■ **Given exercise**
Rewrite the entries below with every occurrence of "noun phrase" renamed to "descriptive phrase" and all other text unchanged, omitting the pictures from your answer.

(Object point labels)
· · ·
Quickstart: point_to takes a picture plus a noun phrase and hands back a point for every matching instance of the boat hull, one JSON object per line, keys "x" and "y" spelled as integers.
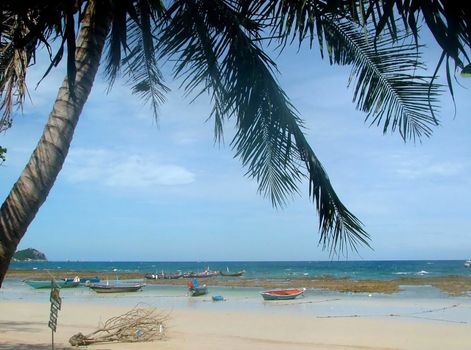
{"x": 85, "y": 280}
{"x": 282, "y": 294}
{"x": 231, "y": 274}
{"x": 40, "y": 284}
{"x": 198, "y": 291}
{"x": 108, "y": 288}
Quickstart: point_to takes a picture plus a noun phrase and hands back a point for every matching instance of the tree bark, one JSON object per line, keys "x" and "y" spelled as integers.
{"x": 33, "y": 186}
· · ·
■ **Correct result**
Quickstart: point_to takes a picture plus a descriptive phrase and hands back a point for every matching instance of the boat hull, one JSON object per line, keys "x" and "y" spelled as integers.
{"x": 85, "y": 280}
{"x": 282, "y": 294}
{"x": 231, "y": 274}
{"x": 40, "y": 284}
{"x": 198, "y": 291}
{"x": 108, "y": 288}
Quickstart: point_to takes a picture plus a descriptive phrase and hands back a point for every matching instance of the tree bark, one JSON object per line, keys "x" and "y" spelled as integers.
{"x": 33, "y": 186}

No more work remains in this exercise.